Targeting microRNAs in the placenta to find new treatments for stillbirth

Our researchers want to find out more about some of the tiny molecules present in placentas from pregnancies where the baby did not grow as it should, in the hope that they can find new treatments that help babies grow properly and reduce the risk of stillbirth.
  • Author's list

    Dr Lynda Harris, Dr Karen Forbes, Dr Bernadette Baker, Professor Alexander Heazell

    Start date: April 2021
    End date: March 2022

  • Research centre

  • Research status

    Ongoing projects

Why do we need this research?

When the placenta is failing, the baby inside the womb cannot get the nutrients and oxygen that it needs. This can stop the baby from growing as it should and is also thought to be the leading cause of stillbirth. We urgently need new treatments that can remedy this, so that we can reduce the risk of stillbirth and improve lifelong health.

Tommy’s researchers have already shown that microRNAs (miRNAs) can be linked to problems with the placenta. These tiny molecules are found inside the cells of the placenta and help to control how it grows and works. Our researchers have shown that there are specific miRNAs that are seen either more or less often in placentas from pregnancies where the baby did not grow properly, compared with healthy placentas. We now want to find out more about these miRNAs so that we can try and develop new drugs that improve outcomes for women whose placentas are failing.

What’s happening in this project?

In this project, Tommy’s researchers will look at a large number of donated placentas so that they can confirm which miRNAs seem to be associated with a failing placenta. By comparing with healthy placentas, the team will find out which miRNAs are found more often in placentas from pregnancies where the baby did not grow as it should, and which are found less often.

PROBLEM 1:
Answer these questions using the placenta microRNA text:
(a) When is the project set to end?
(b) What two things can the baby not get when the placenta is failing?
(c) Where in the placenta are microRNAs found?
PROBLEM 2: Extend the placenta microRNA text with a few sentences that carry on from its final sentence.
The data after this point come from a separate source.

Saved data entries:

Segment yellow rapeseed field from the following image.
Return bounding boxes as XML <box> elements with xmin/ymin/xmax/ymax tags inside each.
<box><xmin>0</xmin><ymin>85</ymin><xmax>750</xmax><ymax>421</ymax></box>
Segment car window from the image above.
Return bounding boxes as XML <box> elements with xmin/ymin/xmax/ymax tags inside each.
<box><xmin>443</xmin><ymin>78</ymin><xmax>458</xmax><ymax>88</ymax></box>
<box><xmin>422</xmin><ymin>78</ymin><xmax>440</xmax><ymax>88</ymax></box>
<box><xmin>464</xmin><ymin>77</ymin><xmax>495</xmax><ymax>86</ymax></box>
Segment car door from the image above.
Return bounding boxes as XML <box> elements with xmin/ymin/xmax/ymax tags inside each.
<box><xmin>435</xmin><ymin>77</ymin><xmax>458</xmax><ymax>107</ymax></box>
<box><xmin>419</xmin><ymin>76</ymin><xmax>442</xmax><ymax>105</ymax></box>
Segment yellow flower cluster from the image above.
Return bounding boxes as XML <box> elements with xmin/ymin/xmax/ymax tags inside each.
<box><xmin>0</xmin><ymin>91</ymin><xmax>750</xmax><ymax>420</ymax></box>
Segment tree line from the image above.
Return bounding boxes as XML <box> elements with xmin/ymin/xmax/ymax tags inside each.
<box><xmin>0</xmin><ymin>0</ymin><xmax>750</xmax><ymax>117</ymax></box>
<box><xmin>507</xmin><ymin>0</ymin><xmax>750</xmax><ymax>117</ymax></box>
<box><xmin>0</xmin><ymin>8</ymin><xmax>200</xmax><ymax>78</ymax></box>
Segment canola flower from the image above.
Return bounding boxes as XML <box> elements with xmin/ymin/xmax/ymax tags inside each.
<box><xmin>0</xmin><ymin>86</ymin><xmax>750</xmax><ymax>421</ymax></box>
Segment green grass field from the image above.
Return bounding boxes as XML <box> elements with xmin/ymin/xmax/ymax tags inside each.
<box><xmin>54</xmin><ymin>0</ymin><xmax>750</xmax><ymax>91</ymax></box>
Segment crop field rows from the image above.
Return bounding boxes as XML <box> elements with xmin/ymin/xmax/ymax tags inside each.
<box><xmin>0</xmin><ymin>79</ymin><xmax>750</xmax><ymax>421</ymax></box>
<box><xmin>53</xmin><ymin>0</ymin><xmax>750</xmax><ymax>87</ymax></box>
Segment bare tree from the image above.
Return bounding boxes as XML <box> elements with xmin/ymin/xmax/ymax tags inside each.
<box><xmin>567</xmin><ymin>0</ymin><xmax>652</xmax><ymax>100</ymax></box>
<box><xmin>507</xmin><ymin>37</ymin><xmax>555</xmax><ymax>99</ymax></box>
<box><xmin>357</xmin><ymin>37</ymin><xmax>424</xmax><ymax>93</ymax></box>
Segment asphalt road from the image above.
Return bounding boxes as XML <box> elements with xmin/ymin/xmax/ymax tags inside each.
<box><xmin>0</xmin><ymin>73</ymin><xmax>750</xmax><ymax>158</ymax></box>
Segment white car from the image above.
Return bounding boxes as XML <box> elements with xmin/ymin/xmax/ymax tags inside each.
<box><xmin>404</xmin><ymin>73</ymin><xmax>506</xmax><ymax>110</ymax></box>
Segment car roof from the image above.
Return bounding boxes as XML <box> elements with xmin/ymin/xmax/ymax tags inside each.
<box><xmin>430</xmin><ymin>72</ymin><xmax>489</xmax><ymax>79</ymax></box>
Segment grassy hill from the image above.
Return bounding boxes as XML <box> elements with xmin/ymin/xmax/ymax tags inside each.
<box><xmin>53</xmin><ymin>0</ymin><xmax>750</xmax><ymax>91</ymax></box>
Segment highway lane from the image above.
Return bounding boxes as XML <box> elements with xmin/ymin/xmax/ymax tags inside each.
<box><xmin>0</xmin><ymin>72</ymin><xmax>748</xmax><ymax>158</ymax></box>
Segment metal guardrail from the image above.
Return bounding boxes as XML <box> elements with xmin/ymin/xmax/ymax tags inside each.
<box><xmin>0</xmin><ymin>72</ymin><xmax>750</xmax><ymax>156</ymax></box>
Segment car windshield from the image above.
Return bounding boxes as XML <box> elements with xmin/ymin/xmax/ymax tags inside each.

TASK RESPONSE 1:
(a) March 2022
(b) Nutrients and oxygen
(c) Inside the cells of the placenta

TASK RESPONSE 2:
Next, our researchers plan on finding out whether they can use these miRNAs to make failing placentas work better. Working in the lab, the team will treat tissue from both healthy and failing placentas with molecules that either mimic or inhibit specific miRNAs to see whether they can improve the survival and behaviour of the cells in the placenta. If the team find that any of these molecules improve how well the placenta is working, they could then be combined with placental homing peptides – small molecules that bind only to the surface of the placenta – to create drugs that are delivered straight to where they are needed.

What difference will this project make?

This project will help us understand more about the miRNAs that are linked to problems with the placenta. Using this information, it may be possible to develop new treatments to help women whose placentas are failing so that we can make sure their babies grow as they should and help to prevent stillbirth.